WHAT YOU SHOULD DO: Rewrite the lines below as a numbered list, omitting any blank lines.

Part of a data file:
====================

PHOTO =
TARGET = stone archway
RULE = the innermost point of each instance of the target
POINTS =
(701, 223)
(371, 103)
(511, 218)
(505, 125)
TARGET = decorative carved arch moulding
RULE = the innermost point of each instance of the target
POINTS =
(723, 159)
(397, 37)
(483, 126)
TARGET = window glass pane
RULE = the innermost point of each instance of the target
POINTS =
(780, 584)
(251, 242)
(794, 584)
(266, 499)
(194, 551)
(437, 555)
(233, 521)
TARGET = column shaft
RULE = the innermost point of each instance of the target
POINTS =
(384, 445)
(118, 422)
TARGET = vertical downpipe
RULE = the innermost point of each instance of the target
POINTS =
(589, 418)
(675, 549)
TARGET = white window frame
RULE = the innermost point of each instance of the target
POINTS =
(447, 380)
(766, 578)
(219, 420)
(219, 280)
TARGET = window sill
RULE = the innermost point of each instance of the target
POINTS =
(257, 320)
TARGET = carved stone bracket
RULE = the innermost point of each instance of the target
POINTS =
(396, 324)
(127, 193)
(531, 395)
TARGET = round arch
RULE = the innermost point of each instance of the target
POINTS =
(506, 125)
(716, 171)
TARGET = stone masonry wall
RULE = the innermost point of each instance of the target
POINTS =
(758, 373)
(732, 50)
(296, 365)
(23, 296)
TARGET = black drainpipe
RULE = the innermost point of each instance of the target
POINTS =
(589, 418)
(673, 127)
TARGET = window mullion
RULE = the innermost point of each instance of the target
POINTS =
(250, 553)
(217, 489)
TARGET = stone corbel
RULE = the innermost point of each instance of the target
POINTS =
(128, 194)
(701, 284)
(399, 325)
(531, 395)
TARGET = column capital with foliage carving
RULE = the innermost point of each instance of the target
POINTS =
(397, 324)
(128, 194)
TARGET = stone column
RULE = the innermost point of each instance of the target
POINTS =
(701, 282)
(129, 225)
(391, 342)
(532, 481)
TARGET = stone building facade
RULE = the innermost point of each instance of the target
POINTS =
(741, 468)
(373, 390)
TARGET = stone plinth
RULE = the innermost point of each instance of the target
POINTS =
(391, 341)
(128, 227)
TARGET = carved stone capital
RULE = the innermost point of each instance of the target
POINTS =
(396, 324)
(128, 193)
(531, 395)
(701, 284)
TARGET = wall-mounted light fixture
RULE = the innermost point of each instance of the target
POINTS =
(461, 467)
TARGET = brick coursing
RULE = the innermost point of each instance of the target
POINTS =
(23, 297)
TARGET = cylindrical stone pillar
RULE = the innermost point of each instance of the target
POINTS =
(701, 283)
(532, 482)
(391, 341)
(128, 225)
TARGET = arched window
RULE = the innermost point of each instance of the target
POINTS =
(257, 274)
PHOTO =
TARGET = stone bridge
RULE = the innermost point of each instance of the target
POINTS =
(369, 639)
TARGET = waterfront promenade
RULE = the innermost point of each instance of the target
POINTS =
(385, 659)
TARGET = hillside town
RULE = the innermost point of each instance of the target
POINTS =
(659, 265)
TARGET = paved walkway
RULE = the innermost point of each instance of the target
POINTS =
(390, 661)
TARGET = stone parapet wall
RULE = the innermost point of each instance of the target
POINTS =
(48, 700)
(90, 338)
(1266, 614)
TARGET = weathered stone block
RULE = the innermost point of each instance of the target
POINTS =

====================

REPLY TO THE EXERCISE:
1. PHOTO =
2. TARGET = stone archway
3. RULE = the innermost point of each instance of the target
4. POINTS =
5. (701, 223)
6. (371, 103)
7. (511, 218)
8. (505, 125)
9. TARGET = decorative carved arch moulding
10. RULE = the innermost point of each instance of the target
11. POINTS =
12. (723, 159)
13. (397, 37)
14. (483, 126)
15. TARGET = window glass pane
16. RULE = the innermost point of each instance of the target
17. POINTS =
18. (780, 584)
19. (251, 242)
20. (794, 584)
21. (266, 499)
22. (194, 551)
23. (437, 555)
24. (233, 521)
25. TARGET = column shaft
26. RULE = the innermost point of each instance of the target
27. POINTS =
28. (384, 445)
29. (118, 422)
30. TARGET = vertical downpipe
31. RULE = the innermost point of each instance of the target
32. POINTS =
33. (589, 418)
34. (675, 549)
35. TARGET = white window frame
36. RULE = the innermost point of each instance of the target
37. POINTS =
38. (447, 380)
39. (766, 578)
40. (219, 420)
41. (219, 280)
42. TARGET = window sill
43. RULE = the innermost point of each instance of the target
44. POINTS =
45. (257, 320)
46. TARGET = carved stone bracket
47. RULE = the innermost point of each instance of the target
48. POINTS =
49. (396, 324)
50. (127, 193)
51. (531, 395)
52. TARGET = round arch
53. RULE = the innermost point of each instance of the target
54. POINTS =
55. (506, 125)
56. (716, 171)
57. TARGET = stone masonry wall
58. RULE = the innermost point of each instance of the target
59. POINTS =
60. (758, 373)
61. (732, 50)
62. (296, 365)
63. (23, 296)
64. TARGET = black drainpipe
65. RULE = the innermost point of each instance of the target
66. POINTS =
67. (589, 418)
68. (673, 127)
69. TARGET = window mullion
70. RULE = the innermost point of each instance of the target
71. POINTS =
72. (250, 553)
73. (217, 489)
74. TARGET = stone corbel
75. RULE = the innermost point of each instance of the target
76. POINTS =
77. (128, 194)
78. (701, 284)
79. (399, 325)
80. (531, 395)
81. TARGET = column capital with foliage carving
82. RULE = the innermost point of each instance of the target
83. POINTS =
84. (397, 324)
85. (128, 194)
86. TARGET = stone column
87. RULE = the innermost point of each instance of the target
88. POINTS =
89. (701, 282)
90. (129, 225)
91. (391, 342)
92. (532, 481)
93. TARGET = stone building facade
94. RULE = the innermost point of each instance of the target
95. POINTS =
96. (741, 468)
97. (373, 390)
98. TARGET = stone plinth
99. RULE = the innermost point of each instance of the target
100. POINTS =
101. (391, 341)
102. (128, 227)
103. TARGET = carved stone capital
104. RULE = the innermost point of each instance of the target
105. POINTS =
106. (396, 324)
107. (128, 193)
108. (531, 395)
109. (701, 284)
110. TARGET = wall-mounted light fixture
111. RULE = the innermost point of each instance of the target
112. POINTS =
113. (461, 467)
114. TARGET = brick coursing
115. RULE = the innermost point of each instance of the target
116. POINTS =
117. (23, 297)
118. TARGET = cylindrical stone pillar
119. RULE = the innermost point of each instance of the target
120. POINTS =
121. (701, 283)
122. (532, 482)
123. (391, 341)
124. (128, 225)
125. TARGET = arched window
126. RULE = the innermost point of each instance of the target
127. POINTS =
128. (257, 274)
129. PHOTO =
130. TARGET = stone bridge
131. RULE = the innermost point of each instance of the target
132. POINTS =
133. (369, 639)
134. TARGET = waterfront promenade
135. RULE = the innermost point of each instance of the target
136. POINTS =
137. (385, 659)
138. TARGET = hillside town
139. RULE = the innermost point of each instance of the target
140. POINTS =
141. (659, 265)
142. TARGET = paved walkway
143. RULE = the innermost point of each instance of the target
144. POINTS =
145. (390, 661)
146. TARGET = stone parapet wall
147. RULE = the innermost point of each instance of the target
148. POINTS =
149. (48, 700)
150. (90, 338)
151. (1266, 614)
152. TARGET = weathered stone block
153. RULE = the innermost point of each instance of the target
154. POINTS =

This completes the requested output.